** begin Text segment **

It’s still functioning.

Church of Ease. St. Helena's Island. Built 1740. Burned down 1838.

Brevard Zoo, Melbourne FL — Because we just can’t seem to get enough of animals, we spent the day at Brevard Zoo.  What a tremendous local effort.  More than 16,000 volunteers built it from spring 1992 until March 1994 when it opened.

It’s not just a zoo, but a family oriented spot.  Besides the large variety of animals, exhibited in natural habitat settings connected by boardwalks, there are a lot of educational aspects that allow kids (and adults) to pet and feed certain animals.  There’s a zip line through the zoo over animal exhibits, a treetop wood and rope suspension bridge, a tram that circles the zoo, a kiddie pool and sandy beach area, and a kayak trail through the habitats.

So, we’re sharing the experience by posting a bunch of pictures:

Merritt Island National Wildlife Refuge, Titusville FL–  According to the U.S. Fish and Wildlife Service brochure, this “is a place like no other.”  It truly is.  140,000 acres of wetlands and forest that shares its boundary with the Kennedy Space Center.

** end Text segment **

Stated task 1 - Format the part of the listing that opens with the line containing "Point out the plant" and runs through the end of the listing as a numbered list, leaving out any blank lines.
The travel excerpt and the listing that follows it have no connection to each other.

** begin Records provided **

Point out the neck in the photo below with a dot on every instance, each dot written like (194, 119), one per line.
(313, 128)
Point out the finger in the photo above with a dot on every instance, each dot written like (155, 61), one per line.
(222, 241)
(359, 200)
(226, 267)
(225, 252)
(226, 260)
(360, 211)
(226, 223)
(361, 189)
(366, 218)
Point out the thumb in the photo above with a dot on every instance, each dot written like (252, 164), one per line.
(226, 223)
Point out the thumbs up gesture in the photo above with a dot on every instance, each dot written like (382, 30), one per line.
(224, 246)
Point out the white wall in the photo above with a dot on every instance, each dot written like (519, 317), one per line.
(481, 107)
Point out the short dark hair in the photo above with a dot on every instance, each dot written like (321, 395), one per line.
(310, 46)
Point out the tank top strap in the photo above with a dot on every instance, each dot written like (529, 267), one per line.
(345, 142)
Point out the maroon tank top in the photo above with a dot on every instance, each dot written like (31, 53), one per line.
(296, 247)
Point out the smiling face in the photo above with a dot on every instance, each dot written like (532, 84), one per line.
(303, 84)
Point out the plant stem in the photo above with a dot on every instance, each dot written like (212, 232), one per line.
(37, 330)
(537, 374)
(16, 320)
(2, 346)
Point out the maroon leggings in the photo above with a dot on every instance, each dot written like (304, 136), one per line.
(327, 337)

** end Records provided **

Stated task 2 - In the travel excerpt, how many volunteers built Brevard Zoo?

Full answer 1 -
1. Point out the plant stem in the photo above with a dot on every instance, each dot written like (212, 232), one per line.
2. (37, 330)
3. (537, 374)
4. (16, 320)
5. (2, 346)
6. Point out the maroon leggings in the photo above with a dot on every instance, each dot written like (304, 136), one per line.
7. (327, 337)

Full answer 2 - More than 16,000 volunteers built it.